Data entries

+++

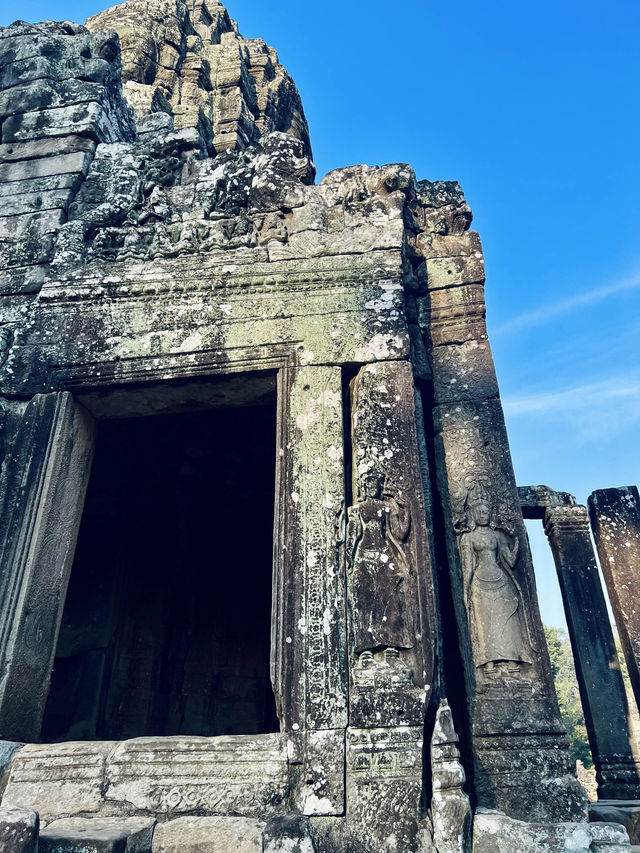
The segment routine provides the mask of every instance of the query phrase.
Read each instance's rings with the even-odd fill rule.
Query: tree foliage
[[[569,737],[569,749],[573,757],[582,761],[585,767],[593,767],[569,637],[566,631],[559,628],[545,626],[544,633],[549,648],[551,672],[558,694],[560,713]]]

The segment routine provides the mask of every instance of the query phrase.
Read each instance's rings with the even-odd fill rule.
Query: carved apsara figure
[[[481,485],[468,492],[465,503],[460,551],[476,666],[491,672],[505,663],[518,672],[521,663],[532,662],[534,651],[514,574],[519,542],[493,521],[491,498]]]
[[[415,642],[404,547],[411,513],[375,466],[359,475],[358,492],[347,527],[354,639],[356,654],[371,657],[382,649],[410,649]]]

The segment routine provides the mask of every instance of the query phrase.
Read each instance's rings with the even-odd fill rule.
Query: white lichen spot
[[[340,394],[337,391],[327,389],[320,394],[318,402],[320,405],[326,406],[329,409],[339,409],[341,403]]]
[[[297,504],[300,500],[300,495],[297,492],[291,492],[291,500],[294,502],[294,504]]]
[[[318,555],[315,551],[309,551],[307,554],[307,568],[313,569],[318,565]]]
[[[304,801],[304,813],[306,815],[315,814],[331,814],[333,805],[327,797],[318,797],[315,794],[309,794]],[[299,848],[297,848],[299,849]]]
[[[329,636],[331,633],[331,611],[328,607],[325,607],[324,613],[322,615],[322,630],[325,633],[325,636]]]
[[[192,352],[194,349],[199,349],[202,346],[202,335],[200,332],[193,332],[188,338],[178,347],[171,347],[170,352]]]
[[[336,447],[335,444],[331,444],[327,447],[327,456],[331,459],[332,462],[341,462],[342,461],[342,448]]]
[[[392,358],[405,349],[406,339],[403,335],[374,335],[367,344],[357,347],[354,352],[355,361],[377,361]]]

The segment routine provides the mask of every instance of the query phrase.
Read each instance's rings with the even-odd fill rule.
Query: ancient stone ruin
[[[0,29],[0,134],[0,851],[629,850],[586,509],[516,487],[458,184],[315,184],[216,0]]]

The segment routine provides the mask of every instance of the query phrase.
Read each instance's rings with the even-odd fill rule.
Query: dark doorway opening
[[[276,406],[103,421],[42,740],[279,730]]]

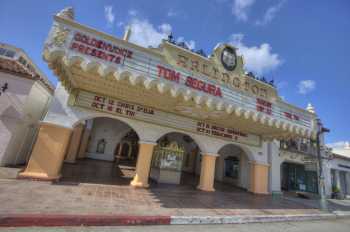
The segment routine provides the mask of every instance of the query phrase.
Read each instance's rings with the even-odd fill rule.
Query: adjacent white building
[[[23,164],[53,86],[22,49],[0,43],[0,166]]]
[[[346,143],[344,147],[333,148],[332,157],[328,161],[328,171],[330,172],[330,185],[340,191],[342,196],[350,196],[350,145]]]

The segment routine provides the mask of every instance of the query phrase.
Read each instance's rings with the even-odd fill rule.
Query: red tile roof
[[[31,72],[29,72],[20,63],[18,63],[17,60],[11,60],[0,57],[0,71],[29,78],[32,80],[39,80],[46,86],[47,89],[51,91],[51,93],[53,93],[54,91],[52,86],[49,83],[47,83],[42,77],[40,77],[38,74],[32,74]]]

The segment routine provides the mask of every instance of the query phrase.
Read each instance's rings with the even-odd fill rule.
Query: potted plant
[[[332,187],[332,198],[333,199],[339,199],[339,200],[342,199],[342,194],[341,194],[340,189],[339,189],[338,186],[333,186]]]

+++

**WORK TO COMPLETE:**
Please transcribe the entries precisely and omit any images they hold.

**RESPONSE BOX:**
The segment routine provides the mask of every instance of the query phrase.
Read each instance's rings with the even-odd fill rule.
Query: tree foliage
[[[569,737],[569,749],[573,757],[582,761],[585,767],[593,767],[569,637],[566,631],[559,628],[545,626],[544,633],[549,648],[551,672],[558,694],[560,713]]]

The segment routine provides the mask of every instance of the query phrase.
Read each instance's rings with the even-odd fill rule.
Query: carved apsara figure
[[[481,485],[468,492],[465,503],[460,551],[476,666],[491,672],[505,663],[518,672],[521,663],[532,662],[534,651],[514,574],[519,542],[493,521],[491,498]]]
[[[415,642],[404,547],[411,513],[375,466],[359,475],[358,492],[347,527],[354,639],[356,654],[371,657],[382,649],[410,649]]]

The segment routine provides the mask of every instance of the query phrase.
Read each instance's rings with the even-odd fill rule.
Query: white lichen spot
[[[340,394],[337,391],[327,389],[320,394],[318,402],[320,405],[326,406],[329,409],[339,409],[341,403]]]
[[[297,504],[300,500],[300,495],[297,492],[291,492],[291,500],[294,502],[294,504]]]
[[[318,555],[315,551],[309,551],[307,554],[307,568],[313,569],[318,565]]]
[[[304,801],[304,813],[306,815],[315,814],[331,814],[333,805],[327,797],[318,797],[315,794],[309,794]],[[299,848],[297,848],[299,849]]]
[[[329,636],[331,633],[331,611],[328,607],[325,607],[324,613],[322,615],[322,630],[325,633],[325,636]]]
[[[192,352],[194,349],[199,349],[202,346],[202,335],[200,332],[193,332],[188,338],[178,347],[171,347],[170,352]]]
[[[336,447],[335,444],[331,444],[327,447],[327,456],[331,459],[332,462],[341,462],[342,461],[342,448]]]
[[[392,358],[405,349],[406,339],[403,335],[374,335],[367,344],[357,347],[354,352],[355,361],[377,361]]]

The segment routine provides the mask of every instance of the query phrase.
Read each instance's rings with the even-odd fill rule.
Query: ancient stone ruin
[[[0,29],[0,134],[0,851],[629,850],[586,509],[516,487],[458,184],[315,184],[216,0]]]

The segment routine provides the mask of every instance of the query phrase.
Read each instance's rings with the even-odd fill rule.
Query: dark doorway opening
[[[276,406],[103,421],[42,740],[279,730]]]

The segment routine provides the mask of every instance of the query phrase.
Read each instance's rings with the even-odd fill rule.
Query: adjacent white building
[[[23,164],[53,86],[22,49],[0,43],[0,166]]]
[[[346,143],[344,147],[333,148],[332,157],[328,161],[328,171],[330,172],[330,185],[340,191],[342,196],[350,196],[350,145]]]

The segment routine provides the mask of every instance of the query phrase.
Read each instance's rings with the even-odd fill rule.
Query: red tile roof
[[[31,72],[29,72],[20,63],[18,63],[17,60],[11,60],[0,57],[0,71],[29,78],[32,80],[39,80],[46,86],[47,89],[51,91],[51,93],[53,93],[54,91],[52,86],[49,83],[47,83],[42,77],[40,77],[38,74],[32,74]]]

The segment routine provides the mask of every instance of the query phrase.
Read each instance's rings with the even-odd fill rule.
Query: potted plant
[[[332,187],[332,198],[333,199],[339,199],[339,200],[342,199],[342,194],[341,194],[340,189],[339,189],[338,186],[333,186]]]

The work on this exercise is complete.